THE DATA =>
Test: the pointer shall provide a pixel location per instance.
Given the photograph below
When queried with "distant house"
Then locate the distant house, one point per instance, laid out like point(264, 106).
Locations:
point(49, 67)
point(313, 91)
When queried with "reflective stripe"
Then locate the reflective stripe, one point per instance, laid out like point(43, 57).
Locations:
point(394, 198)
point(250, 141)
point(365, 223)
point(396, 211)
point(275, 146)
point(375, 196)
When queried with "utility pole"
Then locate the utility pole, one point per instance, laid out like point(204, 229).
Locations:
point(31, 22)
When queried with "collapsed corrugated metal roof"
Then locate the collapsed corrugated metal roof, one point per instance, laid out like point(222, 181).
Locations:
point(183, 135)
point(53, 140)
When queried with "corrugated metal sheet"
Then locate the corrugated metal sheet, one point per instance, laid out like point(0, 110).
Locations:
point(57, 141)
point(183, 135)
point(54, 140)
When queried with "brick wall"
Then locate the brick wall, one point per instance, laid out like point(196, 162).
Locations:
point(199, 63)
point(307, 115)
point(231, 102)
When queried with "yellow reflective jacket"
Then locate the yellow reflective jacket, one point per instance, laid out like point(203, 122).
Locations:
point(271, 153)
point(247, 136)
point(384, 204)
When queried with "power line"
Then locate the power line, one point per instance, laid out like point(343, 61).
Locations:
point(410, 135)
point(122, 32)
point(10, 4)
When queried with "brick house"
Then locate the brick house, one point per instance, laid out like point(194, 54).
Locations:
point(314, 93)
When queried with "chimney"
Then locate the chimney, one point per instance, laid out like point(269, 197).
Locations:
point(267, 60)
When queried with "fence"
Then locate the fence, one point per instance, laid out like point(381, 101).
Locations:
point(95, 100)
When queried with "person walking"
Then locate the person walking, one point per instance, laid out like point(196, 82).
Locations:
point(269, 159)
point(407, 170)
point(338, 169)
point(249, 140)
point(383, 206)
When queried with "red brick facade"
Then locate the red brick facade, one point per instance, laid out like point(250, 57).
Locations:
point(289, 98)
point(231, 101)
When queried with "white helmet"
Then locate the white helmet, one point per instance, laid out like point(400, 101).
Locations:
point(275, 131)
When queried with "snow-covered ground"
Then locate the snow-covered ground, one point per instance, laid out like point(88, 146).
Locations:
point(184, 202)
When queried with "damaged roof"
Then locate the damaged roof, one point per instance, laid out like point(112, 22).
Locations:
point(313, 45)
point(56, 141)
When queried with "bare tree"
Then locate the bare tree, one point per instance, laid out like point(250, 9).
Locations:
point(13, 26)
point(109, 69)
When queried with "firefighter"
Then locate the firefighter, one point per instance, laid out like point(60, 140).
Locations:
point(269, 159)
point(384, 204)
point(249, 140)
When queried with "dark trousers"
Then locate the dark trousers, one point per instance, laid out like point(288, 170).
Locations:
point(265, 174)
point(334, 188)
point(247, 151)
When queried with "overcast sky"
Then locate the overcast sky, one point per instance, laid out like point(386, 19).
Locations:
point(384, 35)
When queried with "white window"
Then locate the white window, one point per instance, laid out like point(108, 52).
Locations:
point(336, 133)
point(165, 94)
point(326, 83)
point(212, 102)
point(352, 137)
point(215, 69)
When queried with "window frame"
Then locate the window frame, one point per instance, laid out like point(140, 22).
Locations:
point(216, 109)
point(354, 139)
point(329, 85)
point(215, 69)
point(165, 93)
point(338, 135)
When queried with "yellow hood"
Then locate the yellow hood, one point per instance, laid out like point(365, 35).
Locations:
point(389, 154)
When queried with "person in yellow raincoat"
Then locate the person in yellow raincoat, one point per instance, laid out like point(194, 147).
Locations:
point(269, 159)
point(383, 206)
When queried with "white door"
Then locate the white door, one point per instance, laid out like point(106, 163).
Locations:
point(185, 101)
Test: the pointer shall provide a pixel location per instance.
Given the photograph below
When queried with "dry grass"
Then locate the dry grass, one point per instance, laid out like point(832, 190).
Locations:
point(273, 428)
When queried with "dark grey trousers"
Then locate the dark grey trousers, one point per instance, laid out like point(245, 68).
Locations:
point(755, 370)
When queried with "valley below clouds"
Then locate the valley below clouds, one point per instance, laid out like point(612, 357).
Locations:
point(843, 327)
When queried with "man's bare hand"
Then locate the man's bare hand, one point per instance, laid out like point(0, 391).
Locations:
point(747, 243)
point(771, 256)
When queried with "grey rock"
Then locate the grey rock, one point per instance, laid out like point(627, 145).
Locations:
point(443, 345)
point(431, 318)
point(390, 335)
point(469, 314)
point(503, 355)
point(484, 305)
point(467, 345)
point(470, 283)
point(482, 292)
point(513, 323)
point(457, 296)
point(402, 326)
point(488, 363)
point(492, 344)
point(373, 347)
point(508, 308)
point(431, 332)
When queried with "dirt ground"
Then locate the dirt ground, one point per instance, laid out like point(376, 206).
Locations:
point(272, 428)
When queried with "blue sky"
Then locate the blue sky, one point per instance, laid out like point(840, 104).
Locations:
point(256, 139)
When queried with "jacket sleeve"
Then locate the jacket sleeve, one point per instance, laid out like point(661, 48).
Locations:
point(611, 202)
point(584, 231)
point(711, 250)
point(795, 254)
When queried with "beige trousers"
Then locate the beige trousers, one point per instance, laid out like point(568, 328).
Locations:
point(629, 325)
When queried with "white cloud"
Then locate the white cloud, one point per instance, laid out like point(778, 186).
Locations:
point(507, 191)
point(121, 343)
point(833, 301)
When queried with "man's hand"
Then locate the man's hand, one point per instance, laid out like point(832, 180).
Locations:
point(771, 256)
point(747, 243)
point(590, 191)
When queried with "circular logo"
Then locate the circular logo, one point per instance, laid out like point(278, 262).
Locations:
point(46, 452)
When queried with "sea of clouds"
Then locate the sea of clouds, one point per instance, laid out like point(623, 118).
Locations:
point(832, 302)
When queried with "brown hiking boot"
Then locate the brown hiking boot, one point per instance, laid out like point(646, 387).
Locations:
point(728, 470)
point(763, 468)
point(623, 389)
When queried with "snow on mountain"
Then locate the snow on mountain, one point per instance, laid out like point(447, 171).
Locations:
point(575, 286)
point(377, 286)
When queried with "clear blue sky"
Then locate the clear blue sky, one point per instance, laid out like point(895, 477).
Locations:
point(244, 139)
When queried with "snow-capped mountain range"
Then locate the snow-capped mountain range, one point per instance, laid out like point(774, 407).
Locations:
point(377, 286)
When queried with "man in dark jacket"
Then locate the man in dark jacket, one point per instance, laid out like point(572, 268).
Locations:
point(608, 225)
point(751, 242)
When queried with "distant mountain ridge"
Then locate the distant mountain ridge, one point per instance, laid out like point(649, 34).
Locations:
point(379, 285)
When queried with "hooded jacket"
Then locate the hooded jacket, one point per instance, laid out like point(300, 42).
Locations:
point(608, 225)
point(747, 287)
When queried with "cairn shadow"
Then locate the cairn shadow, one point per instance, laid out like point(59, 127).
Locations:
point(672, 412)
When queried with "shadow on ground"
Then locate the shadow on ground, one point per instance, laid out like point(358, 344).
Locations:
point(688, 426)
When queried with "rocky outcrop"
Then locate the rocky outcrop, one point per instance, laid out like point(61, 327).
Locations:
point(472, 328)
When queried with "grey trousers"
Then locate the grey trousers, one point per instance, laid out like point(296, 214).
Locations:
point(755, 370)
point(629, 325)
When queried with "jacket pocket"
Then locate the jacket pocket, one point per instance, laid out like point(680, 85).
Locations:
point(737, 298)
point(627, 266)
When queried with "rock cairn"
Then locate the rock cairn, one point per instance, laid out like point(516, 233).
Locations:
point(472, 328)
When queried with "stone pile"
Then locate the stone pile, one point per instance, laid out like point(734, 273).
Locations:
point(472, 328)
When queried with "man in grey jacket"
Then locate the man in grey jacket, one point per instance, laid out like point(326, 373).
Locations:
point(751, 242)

EXERCISE REQUIREMENTS => Could you reproduce every record exactly as it appears?

RESULT OF THE EXERCISE =>
Test: the pointer shall provide a pixel location per instance.
Given the photograph below
When queried with "distant house"
Then locate the distant house, one point per instance, laid out like point(264, 106).
Locations:
point(49, 67)
point(313, 91)
When queried with "reflective stripe"
Then locate the reflective stripe, one point per instance, laid out like point(43, 57).
Locations:
point(394, 198)
point(250, 141)
point(365, 223)
point(396, 211)
point(275, 146)
point(375, 196)
When queried with "utility pole"
Then locate the utility pole, one point per instance, laid out like point(204, 229).
Locations:
point(31, 22)
When queried with "collapsed corrugated metal roof"
Then locate the collapsed corrugated metal roof, one point per instance, laid out like point(222, 181).
Locations:
point(183, 135)
point(53, 140)
When queried with "corrugated metal sheet"
Then locate the corrugated metal sheet, one point per instance, laid out like point(0, 110).
Locations:
point(57, 141)
point(183, 135)
point(54, 140)
When queried with "brick wall"
Then locate the brick wall, one point per instance, laid out like point(196, 162).
Locations:
point(199, 63)
point(307, 115)
point(231, 102)
When queried with "yellow reflective jacket"
Then locate the yellow reflective jacket, one point per instance, laid out like point(203, 122).
Locations:
point(271, 153)
point(247, 136)
point(384, 204)
When queried with "power line"
Then locate the power line, one point per instance, laid out like point(343, 61).
Locations:
point(410, 135)
point(122, 32)
point(10, 4)
When queried with "brick house"
Then locate the brick house, one point per instance, laid out like point(194, 54).
Locations:
point(314, 93)
When queried with "chimney"
Then locate the chimney, one point per instance, laid out like point(269, 197).
Locations:
point(267, 60)
When queried with "fence"
Then locate the fence, one point per instance, laid out like point(381, 101).
Locations:
point(95, 100)
When queried with "person walking"
Then locate the person walking, one point per instance, laid out like point(196, 82).
Locations:
point(269, 159)
point(407, 170)
point(338, 169)
point(249, 140)
point(383, 206)
When queried with "red brick facade"
Then locate the red brick facade, one point per instance, laid out like point(250, 57).
Locations:
point(289, 98)
point(231, 101)
When queried with "white helmet"
Then locate the white helmet, one point per instance, laid out like point(400, 101).
Locations:
point(275, 131)
When queried with "snow-covered ground"
Then locate the snow-covered ground, one point per instance, laid out like point(88, 146).
Locations:
point(184, 202)
When queried with "damaged roof"
Then locate the damaged roof, one point per instance, laid out like point(112, 22).
Locations:
point(313, 45)
point(56, 141)
When queried with "bare tree"
Then locate the bare tree, one point per instance, laid out like point(250, 9).
Locations:
point(13, 26)
point(109, 69)
When queried with "firefighter"
Then locate the firefighter, one point per instance, laid out like point(60, 140).
Locations:
point(269, 159)
point(384, 204)
point(249, 140)
When queried with "dark trousers"
Then locate the dark trousers, one point per instance, laid out like point(288, 170).
Locations:
point(265, 174)
point(334, 188)
point(247, 151)
When queried with "overcast sky"
Then locate the overcast sky, one point per instance, laid out like point(386, 19).
Locations:
point(384, 35)
When queried with "white window"
Then locate the white window, one point per instance, laid out like point(108, 52).
Locations:
point(336, 133)
point(165, 94)
point(326, 83)
point(212, 102)
point(352, 137)
point(215, 69)
When queried with "window frame"
Then locate the window frame, one point per instance, laid out like point(140, 22).
Locations:
point(216, 109)
point(354, 139)
point(329, 85)
point(215, 69)
point(165, 93)
point(338, 135)
When queried with "yellow hood"
Then locate the yellow hood, one point per instance, laid out like point(365, 35).
Locations:
point(389, 154)
When queried with "person in yellow raincoat"
Then locate the person in yellow raincoat, one point per instance, laid out like point(194, 147).
Locations:
point(269, 159)
point(383, 206)
When queried with "white door"
Then locate the white door, one point per instance, laid out like point(106, 163).
Locations:
point(185, 101)
Test: the pointer shall provide a pixel location per instance.
Given the photograph below
When queried with "dry grass"
Then locate the dry grass, one point per instance, laid out like point(832, 190).
Locations:
point(273, 428)
When queried with "dark grey trousers"
Then locate the dark grey trousers, one point per instance, laid out like point(245, 68).
Locations:
point(755, 370)
When queried with "valley below clouds"
Then locate the valley below clouds, one point per instance, laid out like point(612, 357).
Locations:
point(843, 327)
When queried with "man's bare hand"
Then locate the man's bare hand, one point per instance, laid out like point(0, 391).
Locations:
point(747, 243)
point(771, 256)
When queried with "grey rock"
Then locate the grey rock, one point per instance, laid out like point(627, 145).
Locations:
point(443, 345)
point(431, 318)
point(390, 335)
point(469, 314)
point(503, 355)
point(484, 305)
point(467, 345)
point(470, 283)
point(482, 292)
point(513, 323)
point(457, 296)
point(402, 326)
point(488, 363)
point(492, 344)
point(373, 347)
point(508, 308)
point(431, 332)
When queried with "dirt ground"
Then locate the dirt ground, one point per instance, laid out like point(376, 206).
Locations:
point(272, 428)
When queried with "blue sky"
Then locate the blue sky, one point per instance, laid out like point(840, 104).
Locations:
point(256, 139)
When queried with "jacket sleeve"
Then locate the jacket sleeve, one point per instance, laid out like point(661, 48).
Locations:
point(611, 202)
point(584, 231)
point(711, 250)
point(795, 254)
When queried with "beige trousers"
Then locate the beige trousers, one point per instance, laid out like point(568, 328).
Locations:
point(629, 325)
When queried with "white cloud"
Then locate the white cloud, one point per instance, laid out like point(778, 186).
Locations:
point(507, 191)
point(121, 343)
point(833, 301)
When queried with "man's hand"
Then locate the man's hand, one point per instance, laid out like point(832, 180).
Locations:
point(771, 256)
point(747, 243)
point(590, 191)
When queried with "circular logo"
Then locate the circular logo, one point per instance, laid out like point(278, 262).
Locations:
point(46, 452)
When queried with "sea of clouds"
Then locate the sea of clouds, one point per instance, laid out like point(623, 118).
Locations:
point(832, 302)
When queried with "brown hiking boot"
Then locate the brown hiking boot, one point per instance, laid out like point(646, 387).
Locations:
point(728, 470)
point(763, 468)
point(623, 389)
When queried with "snow on mountain"
Then locate the snow on mountain, one point per instance, laid out like point(447, 171).
Locations:
point(575, 286)
point(377, 286)
When queried with "clear blue sky"
Then locate the clear blue sky, one point per instance, laid out like point(895, 477).
Locations:
point(244, 139)
When queried with "snow-capped mountain range"
Then locate the snow-capped mountain range, one point per instance, laid out like point(774, 407).
Locations:
point(377, 286)
When queried with "man in dark jacket"
Then locate the man in dark jacket, one point per instance, laid out like point(572, 268).
Locations:
point(608, 225)
point(751, 242)
When queried with "distant mountain ridge"
Then locate the distant mountain ridge, one point per instance, laid out like point(649, 34).
Locations:
point(379, 285)
When queried with "hooded jacket"
Then locate the hooded jacket, one point per instance, laid out like point(300, 42).
Locations:
point(608, 225)
point(747, 287)
When queried with "cairn shadow"
Then locate the cairn shadow, one point per instance, laid out like point(59, 127).
Locations:
point(672, 412)
When queried with "shadow on ground"
Then locate the shadow on ground, one point per instance, laid out like point(358, 344).
Locations:
point(688, 426)
When queried with "rocky outcrop"
Then locate the rocky outcrop, one point per instance, laid out like point(61, 327).
Locations:
point(472, 328)
When queried with "grey trousers"
Then locate the grey trousers, one point per instance, laid out like point(296, 214).
Locations:
point(755, 370)
point(629, 325)
When queried with "jacket pocket"
Then locate the jacket pocket, one point per instance, laid out like point(680, 85).
Locations:
point(737, 298)
point(627, 266)
When queried with "rock cairn"
Then locate the rock cairn, one point per instance, laid out like point(516, 233).
Locations:
point(472, 328)
When queried with "stone pile"
Then locate the stone pile, one point per instance, laid out like point(734, 273).
Locations:
point(472, 328)
When queried with "man in grey jacket"
Then locate the man in grey jacket, one point per instance, laid out like point(326, 373).
Locations:
point(751, 242)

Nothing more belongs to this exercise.